▶ **What to work on**
Go through the material and copy each line that includes "striped".

▶ **Supplied data**
^^^^^^^^^^^^^^^^

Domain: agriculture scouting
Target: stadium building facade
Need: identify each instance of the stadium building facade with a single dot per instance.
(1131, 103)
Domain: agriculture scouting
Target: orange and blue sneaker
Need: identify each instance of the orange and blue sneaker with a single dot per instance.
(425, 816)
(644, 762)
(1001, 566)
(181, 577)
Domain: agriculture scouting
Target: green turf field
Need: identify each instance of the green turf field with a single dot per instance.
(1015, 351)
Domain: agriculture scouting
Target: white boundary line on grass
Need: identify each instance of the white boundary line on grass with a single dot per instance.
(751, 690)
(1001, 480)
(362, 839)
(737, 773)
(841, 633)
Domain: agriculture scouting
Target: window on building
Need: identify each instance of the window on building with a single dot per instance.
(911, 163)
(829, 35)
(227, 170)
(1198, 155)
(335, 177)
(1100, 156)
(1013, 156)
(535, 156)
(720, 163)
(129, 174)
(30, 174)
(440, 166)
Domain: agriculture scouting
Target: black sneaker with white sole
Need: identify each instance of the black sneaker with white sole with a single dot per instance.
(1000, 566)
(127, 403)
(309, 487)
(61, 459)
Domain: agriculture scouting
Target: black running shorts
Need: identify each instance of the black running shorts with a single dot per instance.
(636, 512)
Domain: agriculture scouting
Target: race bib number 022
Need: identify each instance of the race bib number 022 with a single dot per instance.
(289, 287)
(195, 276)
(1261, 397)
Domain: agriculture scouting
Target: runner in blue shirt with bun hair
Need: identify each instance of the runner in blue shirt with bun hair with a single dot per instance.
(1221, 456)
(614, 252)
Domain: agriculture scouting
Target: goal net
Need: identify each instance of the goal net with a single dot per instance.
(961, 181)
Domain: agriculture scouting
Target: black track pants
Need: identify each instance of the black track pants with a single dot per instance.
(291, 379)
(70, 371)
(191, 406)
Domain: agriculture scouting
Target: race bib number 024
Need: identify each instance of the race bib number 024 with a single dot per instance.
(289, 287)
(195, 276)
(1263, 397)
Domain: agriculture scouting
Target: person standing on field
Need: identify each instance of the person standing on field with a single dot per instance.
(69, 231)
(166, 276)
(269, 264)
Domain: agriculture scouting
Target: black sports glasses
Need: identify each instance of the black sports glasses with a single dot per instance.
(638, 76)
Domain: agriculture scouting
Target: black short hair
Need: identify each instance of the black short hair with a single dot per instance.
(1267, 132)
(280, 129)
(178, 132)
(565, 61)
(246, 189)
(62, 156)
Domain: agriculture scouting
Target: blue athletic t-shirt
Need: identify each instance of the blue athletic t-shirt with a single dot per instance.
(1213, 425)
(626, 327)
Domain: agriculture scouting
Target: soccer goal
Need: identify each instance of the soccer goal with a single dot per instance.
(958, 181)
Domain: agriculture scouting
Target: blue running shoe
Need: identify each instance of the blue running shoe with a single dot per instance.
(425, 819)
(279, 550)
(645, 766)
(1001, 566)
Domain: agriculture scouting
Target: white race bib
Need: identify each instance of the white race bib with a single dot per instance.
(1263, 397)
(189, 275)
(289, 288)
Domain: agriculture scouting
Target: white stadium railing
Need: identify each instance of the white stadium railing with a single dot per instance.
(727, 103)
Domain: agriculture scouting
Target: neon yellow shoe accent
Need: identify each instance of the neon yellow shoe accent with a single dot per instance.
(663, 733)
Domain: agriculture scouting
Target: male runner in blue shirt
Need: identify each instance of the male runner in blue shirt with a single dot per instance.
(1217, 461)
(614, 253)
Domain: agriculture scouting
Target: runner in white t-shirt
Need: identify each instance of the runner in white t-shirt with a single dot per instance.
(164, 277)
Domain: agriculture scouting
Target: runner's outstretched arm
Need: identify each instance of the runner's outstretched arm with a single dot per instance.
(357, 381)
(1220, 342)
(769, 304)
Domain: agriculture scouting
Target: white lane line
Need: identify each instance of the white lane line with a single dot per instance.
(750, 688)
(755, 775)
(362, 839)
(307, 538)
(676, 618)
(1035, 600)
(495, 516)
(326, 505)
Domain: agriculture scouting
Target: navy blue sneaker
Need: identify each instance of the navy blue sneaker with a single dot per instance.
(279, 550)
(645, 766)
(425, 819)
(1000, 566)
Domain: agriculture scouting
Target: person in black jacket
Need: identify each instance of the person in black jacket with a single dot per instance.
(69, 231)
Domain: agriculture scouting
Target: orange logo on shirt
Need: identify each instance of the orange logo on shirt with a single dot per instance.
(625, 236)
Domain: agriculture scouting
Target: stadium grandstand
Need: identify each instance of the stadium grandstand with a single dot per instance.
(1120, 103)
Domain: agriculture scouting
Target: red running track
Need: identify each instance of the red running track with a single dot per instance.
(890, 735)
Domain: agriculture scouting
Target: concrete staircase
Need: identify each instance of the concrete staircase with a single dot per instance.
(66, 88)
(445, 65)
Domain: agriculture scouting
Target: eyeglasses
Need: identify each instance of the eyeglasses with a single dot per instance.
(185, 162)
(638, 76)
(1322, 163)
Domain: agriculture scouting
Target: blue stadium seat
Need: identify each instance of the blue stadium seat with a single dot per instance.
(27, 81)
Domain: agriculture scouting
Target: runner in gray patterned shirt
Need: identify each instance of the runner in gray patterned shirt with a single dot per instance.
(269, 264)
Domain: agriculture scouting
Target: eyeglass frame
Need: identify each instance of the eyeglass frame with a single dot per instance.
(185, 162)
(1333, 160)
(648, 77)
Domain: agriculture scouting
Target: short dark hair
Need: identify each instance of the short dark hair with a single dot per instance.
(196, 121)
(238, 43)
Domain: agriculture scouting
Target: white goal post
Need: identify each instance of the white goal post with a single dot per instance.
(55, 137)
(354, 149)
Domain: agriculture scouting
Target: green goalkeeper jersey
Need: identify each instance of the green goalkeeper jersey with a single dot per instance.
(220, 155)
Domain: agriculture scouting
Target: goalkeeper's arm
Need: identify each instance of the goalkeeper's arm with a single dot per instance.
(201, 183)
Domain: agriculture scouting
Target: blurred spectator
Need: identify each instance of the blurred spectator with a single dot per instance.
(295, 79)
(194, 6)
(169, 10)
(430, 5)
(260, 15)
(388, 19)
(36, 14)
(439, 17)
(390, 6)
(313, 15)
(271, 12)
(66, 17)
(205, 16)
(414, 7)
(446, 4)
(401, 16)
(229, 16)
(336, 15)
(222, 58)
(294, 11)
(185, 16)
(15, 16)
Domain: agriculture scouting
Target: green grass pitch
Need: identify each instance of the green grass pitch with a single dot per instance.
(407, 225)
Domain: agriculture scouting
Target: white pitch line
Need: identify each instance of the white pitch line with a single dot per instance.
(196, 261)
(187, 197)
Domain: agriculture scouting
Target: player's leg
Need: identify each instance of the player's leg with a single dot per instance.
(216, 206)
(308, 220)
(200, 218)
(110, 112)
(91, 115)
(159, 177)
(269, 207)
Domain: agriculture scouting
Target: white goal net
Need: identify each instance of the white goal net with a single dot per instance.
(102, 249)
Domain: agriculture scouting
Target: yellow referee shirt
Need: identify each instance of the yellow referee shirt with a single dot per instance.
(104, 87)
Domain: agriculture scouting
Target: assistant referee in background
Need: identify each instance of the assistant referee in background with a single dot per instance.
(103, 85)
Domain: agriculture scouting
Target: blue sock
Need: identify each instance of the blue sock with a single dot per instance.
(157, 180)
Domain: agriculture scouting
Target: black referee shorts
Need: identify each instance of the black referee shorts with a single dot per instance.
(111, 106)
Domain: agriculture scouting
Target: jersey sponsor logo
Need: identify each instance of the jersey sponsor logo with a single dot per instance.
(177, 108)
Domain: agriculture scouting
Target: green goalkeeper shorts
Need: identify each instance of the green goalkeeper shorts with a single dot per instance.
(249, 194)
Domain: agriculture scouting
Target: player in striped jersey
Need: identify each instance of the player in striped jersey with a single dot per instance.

^^^^^^^^^^^^^^^^

▶ **Output for this task**
Target: player in striped jersey
Need: identify each instance of the player in striped jersey with a single dot per instance.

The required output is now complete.